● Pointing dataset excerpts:

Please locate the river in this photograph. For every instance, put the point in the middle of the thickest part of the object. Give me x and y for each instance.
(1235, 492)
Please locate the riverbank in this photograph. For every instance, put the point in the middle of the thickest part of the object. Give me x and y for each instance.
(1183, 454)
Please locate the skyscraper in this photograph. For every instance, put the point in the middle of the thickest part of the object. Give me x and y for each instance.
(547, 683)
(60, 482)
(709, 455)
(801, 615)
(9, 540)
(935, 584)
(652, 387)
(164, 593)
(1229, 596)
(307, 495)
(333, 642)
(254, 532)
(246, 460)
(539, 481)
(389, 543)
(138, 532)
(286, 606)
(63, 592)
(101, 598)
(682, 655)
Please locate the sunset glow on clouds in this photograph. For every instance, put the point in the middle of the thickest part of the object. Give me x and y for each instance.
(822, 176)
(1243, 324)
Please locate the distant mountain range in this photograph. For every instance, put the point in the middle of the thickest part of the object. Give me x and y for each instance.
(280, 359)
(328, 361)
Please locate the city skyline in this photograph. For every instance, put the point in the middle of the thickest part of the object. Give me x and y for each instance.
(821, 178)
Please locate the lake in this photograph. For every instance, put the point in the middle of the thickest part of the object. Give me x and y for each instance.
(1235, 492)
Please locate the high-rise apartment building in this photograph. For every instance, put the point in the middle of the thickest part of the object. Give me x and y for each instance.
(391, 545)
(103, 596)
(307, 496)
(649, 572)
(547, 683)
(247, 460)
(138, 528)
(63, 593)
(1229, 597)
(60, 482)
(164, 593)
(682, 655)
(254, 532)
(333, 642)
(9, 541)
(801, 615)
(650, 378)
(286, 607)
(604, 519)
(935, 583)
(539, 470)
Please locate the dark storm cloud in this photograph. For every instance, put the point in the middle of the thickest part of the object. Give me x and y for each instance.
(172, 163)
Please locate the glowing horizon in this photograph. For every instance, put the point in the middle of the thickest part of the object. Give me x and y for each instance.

● The problem: All of the entries above should be written out again exactly.

● In response:
Please locate the river in this photograph. For every instance, put the point in the middle of the thickest part of the object. Give me x and y for each instance.
(1235, 492)
Please locate the riverbank in this photograph. For every instance, put the point in the middle of the thickest part of the object. Give me x and y for each instance.
(1183, 454)
Please locate the skyscraper in this photograph. For every instance, put the point in the middle of the thickest part of the object. Give me x and y for each instance.
(547, 683)
(60, 482)
(709, 455)
(801, 615)
(9, 540)
(935, 584)
(652, 387)
(164, 593)
(1229, 596)
(307, 495)
(333, 642)
(254, 532)
(246, 460)
(539, 481)
(389, 543)
(138, 532)
(286, 606)
(63, 592)
(101, 598)
(682, 655)
Please locate the sunset glow on clouds in this photograph. For every instance, put the point in the middle of the thickest part of the object. Give me x and y for each instance.
(822, 176)
(1243, 324)
Please locate the distant mountain range in this photograph. For every instance, put the point in the middle of the thickest part of the object. Give me x and y for each instance.
(280, 359)
(328, 361)
Please locate the city skyline in this photograph. For every instance, put the point in the middle of the thickest part of the object. Give me x and y for each instance.
(821, 178)
Please locate the lake in this photograph. For every instance, put the point in the middle of the thickest part of the object. Give me x and y for each instance.
(1235, 492)
Please locate the high-rise apartment building in this photograph. For every instance, put the point in the middle of the thickest part of the object. Give me x and y for each instance.
(391, 545)
(103, 596)
(307, 496)
(649, 572)
(547, 683)
(247, 460)
(138, 528)
(63, 593)
(1229, 597)
(60, 482)
(164, 593)
(682, 655)
(254, 532)
(333, 642)
(9, 541)
(801, 615)
(650, 378)
(286, 607)
(604, 519)
(935, 583)
(539, 470)
Please locate the dark storm cloud in this photograph. For every instance, put the point in the middle of the thickest part of the object. Give me x and y for each instance.
(172, 163)
Please locate the glowing horizon in this photograph. For every instance, put the point in the middle of the thickest part of the object. Give me x and y for each instance.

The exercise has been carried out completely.